ACTIVITY 1. Rewrite the paragraph that begins "Remote monitoring can support" from the blood pressure excerpt as a short bulleted list, keeping its main facts.
ACTIVITY 2. In the blood pressure excerpt, what share of American adults who know they have high blood pressure have it under control?

EXCERPT.
····················

Morgan Health, July 2022, LINK
We struggle to control blood pressure control in the US. Almost half of American adults have high blood pressure and over a third with hypertension don’t know they have it. Of those who know they have high blood pressure, under a quarter have their blood pressure under control. As you see, hypertension prevalence is higher and control is worse for Black people.
Remote monitoring can support and empower patients and improve health care outcomes. This can also allow us to address some patient needs without requiring patients to come to medical facilities, which can save money and save patient time. Better blood pressure control could prevent many thousands of premature heart attacks, strokes, and deaths.

····················

EXCERPTED DATA.
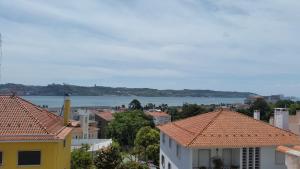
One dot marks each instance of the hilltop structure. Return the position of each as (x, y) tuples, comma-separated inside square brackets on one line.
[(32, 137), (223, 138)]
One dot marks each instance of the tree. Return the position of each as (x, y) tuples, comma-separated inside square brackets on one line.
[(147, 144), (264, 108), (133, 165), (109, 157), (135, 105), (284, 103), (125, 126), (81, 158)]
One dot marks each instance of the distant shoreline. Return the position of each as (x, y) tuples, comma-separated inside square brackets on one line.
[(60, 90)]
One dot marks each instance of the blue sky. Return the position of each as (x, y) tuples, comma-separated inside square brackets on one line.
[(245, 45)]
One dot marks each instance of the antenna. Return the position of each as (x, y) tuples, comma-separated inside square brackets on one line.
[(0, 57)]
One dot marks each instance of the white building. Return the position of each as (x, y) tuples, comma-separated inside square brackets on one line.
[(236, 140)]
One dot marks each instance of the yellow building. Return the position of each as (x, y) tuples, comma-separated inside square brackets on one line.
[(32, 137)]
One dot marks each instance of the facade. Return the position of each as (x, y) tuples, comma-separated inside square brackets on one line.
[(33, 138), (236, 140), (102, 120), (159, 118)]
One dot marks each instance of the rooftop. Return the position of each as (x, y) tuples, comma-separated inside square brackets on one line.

····················

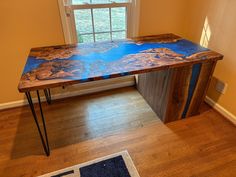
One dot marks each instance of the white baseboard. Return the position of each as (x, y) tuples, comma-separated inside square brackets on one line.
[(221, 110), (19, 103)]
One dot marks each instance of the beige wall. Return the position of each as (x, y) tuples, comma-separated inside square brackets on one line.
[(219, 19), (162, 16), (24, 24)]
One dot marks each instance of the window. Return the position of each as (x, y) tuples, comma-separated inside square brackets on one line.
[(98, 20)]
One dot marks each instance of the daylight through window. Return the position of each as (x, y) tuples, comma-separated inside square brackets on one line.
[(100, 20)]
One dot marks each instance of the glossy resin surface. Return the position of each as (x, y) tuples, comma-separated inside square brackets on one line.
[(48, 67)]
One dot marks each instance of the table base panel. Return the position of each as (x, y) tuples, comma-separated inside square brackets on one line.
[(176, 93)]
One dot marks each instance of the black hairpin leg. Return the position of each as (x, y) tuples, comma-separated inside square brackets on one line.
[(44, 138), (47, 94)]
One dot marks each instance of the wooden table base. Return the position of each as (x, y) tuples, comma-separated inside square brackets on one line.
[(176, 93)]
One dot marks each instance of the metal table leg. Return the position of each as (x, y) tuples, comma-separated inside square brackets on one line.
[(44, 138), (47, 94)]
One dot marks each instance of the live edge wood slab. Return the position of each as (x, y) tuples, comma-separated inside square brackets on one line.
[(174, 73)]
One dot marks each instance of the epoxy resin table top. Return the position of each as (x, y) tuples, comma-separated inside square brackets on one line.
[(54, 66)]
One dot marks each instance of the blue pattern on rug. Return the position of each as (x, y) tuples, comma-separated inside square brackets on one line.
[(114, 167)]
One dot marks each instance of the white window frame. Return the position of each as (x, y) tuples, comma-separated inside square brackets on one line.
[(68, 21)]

····················

EXERCISE OUTPUT 1.
- Remote monitoring can support and empower patients and improve health care outcomes.
- It can meet some patient needs without visits to medical facilities, saving money and patient time.
- Better blood pressure control could prevent many thousands of premature heart attacks, strokes, and deaths.

EXERCISE OUTPUT 2. Under a quarter.